- [Instruction]:
Copy the data below word for word, from the line containing "Objective — indicate one point on every instance of the cheek" through the last line.

Point annotation data
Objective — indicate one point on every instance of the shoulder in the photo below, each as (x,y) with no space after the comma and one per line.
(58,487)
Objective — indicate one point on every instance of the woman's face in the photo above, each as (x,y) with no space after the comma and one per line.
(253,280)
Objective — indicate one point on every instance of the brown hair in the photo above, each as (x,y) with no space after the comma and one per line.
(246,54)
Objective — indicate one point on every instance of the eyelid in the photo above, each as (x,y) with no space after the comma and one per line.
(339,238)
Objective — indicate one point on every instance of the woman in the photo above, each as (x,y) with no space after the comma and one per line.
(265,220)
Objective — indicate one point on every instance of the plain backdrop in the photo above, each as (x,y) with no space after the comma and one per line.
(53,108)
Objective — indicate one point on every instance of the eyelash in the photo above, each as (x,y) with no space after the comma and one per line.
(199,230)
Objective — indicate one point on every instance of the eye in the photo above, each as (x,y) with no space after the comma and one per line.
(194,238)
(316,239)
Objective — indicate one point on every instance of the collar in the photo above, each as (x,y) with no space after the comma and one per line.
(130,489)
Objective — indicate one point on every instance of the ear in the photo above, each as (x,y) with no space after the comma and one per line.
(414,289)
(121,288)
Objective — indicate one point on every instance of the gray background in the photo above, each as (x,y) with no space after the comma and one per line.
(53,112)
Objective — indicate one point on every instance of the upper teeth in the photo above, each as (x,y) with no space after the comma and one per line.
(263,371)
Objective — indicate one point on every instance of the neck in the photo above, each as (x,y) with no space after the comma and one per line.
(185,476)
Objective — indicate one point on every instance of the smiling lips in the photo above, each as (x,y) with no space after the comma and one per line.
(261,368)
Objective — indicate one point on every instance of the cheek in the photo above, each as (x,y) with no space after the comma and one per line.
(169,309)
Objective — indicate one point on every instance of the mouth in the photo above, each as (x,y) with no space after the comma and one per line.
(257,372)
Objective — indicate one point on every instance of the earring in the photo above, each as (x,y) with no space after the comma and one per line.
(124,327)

- [Output below]:
Objective — indicate one point on every instance of the cheek in the photo above, each as (x,y) with no space after the comma and one per line.
(169,309)
Objective — indicate one point on every instance of the mouth in the photo above, each as (x,y) with no space after the comma and one per line.
(257,372)
Objective — indicate one point on every instance of the earring in the photo above, each as (x,y) with no space after the comma and one per line.
(124,327)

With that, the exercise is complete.